• Available records

★ ★ ★ ★ ★

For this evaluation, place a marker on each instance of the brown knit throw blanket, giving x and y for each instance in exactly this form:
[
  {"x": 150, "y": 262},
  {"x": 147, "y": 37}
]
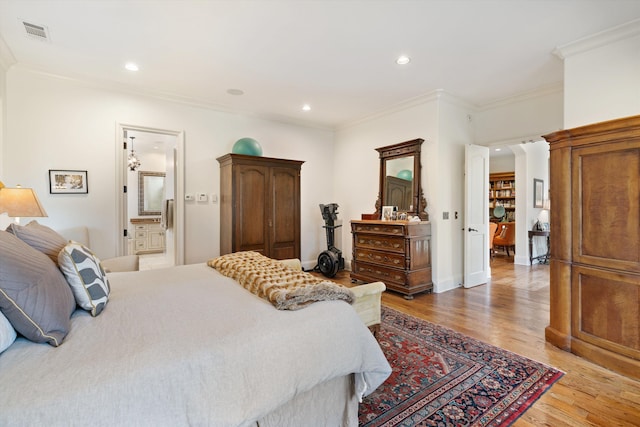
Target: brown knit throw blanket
[{"x": 284, "y": 287}]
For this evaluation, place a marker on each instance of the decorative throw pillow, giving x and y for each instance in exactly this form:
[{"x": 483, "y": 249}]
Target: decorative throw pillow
[
  {"x": 34, "y": 295},
  {"x": 86, "y": 277},
  {"x": 39, "y": 237},
  {"x": 7, "y": 333}
]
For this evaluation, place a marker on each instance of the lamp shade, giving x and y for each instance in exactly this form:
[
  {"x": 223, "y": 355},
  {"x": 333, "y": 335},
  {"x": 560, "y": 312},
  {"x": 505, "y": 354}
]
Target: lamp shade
[{"x": 20, "y": 202}]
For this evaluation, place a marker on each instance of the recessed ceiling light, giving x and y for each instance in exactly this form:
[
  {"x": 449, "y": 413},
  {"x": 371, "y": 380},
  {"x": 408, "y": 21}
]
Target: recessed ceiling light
[{"x": 403, "y": 60}]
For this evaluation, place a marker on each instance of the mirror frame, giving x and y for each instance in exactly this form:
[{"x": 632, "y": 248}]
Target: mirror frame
[
  {"x": 403, "y": 149},
  {"x": 141, "y": 176}
]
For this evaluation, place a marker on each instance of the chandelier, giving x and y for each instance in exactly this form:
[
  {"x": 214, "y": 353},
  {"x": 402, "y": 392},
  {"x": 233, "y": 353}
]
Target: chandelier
[{"x": 133, "y": 161}]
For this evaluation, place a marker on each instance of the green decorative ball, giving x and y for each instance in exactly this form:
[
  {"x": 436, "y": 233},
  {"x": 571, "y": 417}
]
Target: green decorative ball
[
  {"x": 248, "y": 146},
  {"x": 405, "y": 174}
]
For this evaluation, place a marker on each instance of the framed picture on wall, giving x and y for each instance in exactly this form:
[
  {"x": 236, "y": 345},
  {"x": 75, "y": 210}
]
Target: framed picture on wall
[
  {"x": 538, "y": 193},
  {"x": 68, "y": 182}
]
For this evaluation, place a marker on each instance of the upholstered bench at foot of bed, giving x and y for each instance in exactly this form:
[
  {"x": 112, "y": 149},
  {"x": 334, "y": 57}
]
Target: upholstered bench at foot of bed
[{"x": 368, "y": 298}]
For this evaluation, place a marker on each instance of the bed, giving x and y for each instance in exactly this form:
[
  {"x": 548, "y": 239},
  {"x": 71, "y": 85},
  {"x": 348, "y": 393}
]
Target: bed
[{"x": 189, "y": 346}]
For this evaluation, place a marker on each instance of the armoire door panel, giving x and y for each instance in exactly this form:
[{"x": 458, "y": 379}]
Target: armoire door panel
[
  {"x": 607, "y": 211},
  {"x": 286, "y": 211},
  {"x": 250, "y": 208},
  {"x": 608, "y": 313},
  {"x": 260, "y": 205}
]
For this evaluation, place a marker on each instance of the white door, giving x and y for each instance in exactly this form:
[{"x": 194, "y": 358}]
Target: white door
[{"x": 476, "y": 216}]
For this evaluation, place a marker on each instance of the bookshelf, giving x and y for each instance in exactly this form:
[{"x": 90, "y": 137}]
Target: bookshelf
[{"x": 502, "y": 192}]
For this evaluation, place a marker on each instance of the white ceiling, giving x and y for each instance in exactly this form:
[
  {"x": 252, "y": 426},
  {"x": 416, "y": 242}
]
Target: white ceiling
[{"x": 337, "y": 56}]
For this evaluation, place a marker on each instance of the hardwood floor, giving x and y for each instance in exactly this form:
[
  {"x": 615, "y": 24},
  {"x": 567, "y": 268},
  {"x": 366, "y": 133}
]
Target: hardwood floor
[{"x": 511, "y": 312}]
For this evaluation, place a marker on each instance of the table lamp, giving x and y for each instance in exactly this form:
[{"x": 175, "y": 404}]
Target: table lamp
[{"x": 20, "y": 202}]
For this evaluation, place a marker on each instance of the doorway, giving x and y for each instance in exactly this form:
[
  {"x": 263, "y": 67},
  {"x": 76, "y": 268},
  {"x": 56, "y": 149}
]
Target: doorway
[{"x": 151, "y": 208}]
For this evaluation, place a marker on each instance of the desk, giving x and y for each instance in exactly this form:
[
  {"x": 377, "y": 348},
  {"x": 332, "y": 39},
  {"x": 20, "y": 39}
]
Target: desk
[{"x": 544, "y": 257}]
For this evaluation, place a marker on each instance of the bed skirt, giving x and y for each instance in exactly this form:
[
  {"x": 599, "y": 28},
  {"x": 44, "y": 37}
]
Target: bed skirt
[{"x": 331, "y": 403}]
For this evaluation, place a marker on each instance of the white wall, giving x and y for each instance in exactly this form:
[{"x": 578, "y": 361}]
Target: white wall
[
  {"x": 456, "y": 131},
  {"x": 63, "y": 124},
  {"x": 525, "y": 116},
  {"x": 603, "y": 82}
]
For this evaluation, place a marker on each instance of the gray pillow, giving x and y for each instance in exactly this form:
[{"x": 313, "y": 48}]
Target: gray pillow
[
  {"x": 34, "y": 294},
  {"x": 86, "y": 277},
  {"x": 40, "y": 237}
]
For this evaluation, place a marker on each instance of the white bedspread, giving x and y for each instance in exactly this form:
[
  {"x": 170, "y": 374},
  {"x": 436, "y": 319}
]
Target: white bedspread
[{"x": 184, "y": 346}]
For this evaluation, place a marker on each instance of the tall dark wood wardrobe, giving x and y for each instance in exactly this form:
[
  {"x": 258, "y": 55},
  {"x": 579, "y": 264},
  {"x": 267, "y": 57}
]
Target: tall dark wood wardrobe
[
  {"x": 595, "y": 243},
  {"x": 260, "y": 205}
]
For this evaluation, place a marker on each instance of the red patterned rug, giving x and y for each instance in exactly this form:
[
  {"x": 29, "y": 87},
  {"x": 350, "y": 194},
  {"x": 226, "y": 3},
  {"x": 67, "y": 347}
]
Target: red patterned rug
[{"x": 443, "y": 378}]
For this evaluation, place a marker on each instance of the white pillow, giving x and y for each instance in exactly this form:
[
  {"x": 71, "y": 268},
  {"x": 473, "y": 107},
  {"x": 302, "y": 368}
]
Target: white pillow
[
  {"x": 7, "y": 333},
  {"x": 86, "y": 277}
]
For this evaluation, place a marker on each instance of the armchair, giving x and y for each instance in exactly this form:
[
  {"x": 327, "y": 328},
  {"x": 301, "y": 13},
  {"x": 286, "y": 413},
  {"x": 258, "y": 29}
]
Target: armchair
[
  {"x": 121, "y": 263},
  {"x": 493, "y": 228},
  {"x": 506, "y": 236}
]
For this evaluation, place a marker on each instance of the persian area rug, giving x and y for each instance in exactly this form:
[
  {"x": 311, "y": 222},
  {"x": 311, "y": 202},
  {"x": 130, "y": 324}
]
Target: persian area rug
[{"x": 443, "y": 378}]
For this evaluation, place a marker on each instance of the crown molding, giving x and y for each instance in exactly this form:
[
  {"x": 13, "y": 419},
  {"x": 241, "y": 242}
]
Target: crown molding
[
  {"x": 6, "y": 56},
  {"x": 433, "y": 96},
  {"x": 621, "y": 32},
  {"x": 167, "y": 97},
  {"x": 551, "y": 89}
]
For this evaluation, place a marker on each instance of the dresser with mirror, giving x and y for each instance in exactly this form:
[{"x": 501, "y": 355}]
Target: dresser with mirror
[{"x": 396, "y": 249}]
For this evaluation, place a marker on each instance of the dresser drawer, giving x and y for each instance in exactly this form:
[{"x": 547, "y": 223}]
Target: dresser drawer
[
  {"x": 387, "y": 259},
  {"x": 373, "y": 272},
  {"x": 380, "y": 242},
  {"x": 396, "y": 229}
]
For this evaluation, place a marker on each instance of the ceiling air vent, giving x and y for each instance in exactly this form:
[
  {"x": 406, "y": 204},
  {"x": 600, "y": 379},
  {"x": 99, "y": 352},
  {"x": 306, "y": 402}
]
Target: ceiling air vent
[{"x": 38, "y": 32}]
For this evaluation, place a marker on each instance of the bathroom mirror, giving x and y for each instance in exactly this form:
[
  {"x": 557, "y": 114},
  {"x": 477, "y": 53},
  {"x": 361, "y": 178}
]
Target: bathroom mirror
[
  {"x": 150, "y": 192},
  {"x": 400, "y": 175}
]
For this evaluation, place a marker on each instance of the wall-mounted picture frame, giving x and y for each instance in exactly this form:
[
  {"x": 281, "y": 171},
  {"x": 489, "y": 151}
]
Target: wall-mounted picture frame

★ ★ ★ ★ ★

• Do this
Repeat exactly, and only, the lines of the records above, starting with the line that contains "the dresser with" and ending with the final line, both included.

• Result
For this evaluation, place a marker on each instance of the dresser with mirror, giving x and y for each instance in exactly this form:
[{"x": 501, "y": 355}]
Target: dresser with mirror
[{"x": 396, "y": 249}]
For this evaluation, place a marker on each instance of the dresser drawer, giving x and y for each instance in exactly this form:
[{"x": 547, "y": 223}]
Target: dresser drawer
[
  {"x": 387, "y": 259},
  {"x": 373, "y": 272},
  {"x": 380, "y": 242},
  {"x": 396, "y": 229}
]
For this evaluation, place a marker on each instance of the ceiling air vent, giving x and y for each instance in exactly this form:
[
  {"x": 406, "y": 204},
  {"x": 600, "y": 379},
  {"x": 99, "y": 352},
  {"x": 306, "y": 402}
]
Target: ceiling air vent
[{"x": 38, "y": 32}]
For this evaluation, place a marker on each instance of the bathroom mirror, giving x and y for each instance in exactly this form:
[
  {"x": 557, "y": 114},
  {"x": 477, "y": 53},
  {"x": 361, "y": 178}
]
Target: bathroom mirror
[
  {"x": 150, "y": 192},
  {"x": 400, "y": 175}
]
For this evaluation, place a marker on each instance of the wall-mounted picture frame, giving x and y for each instance in exactly this form:
[
  {"x": 281, "y": 171},
  {"x": 489, "y": 151}
]
Target: wall-mounted picture frame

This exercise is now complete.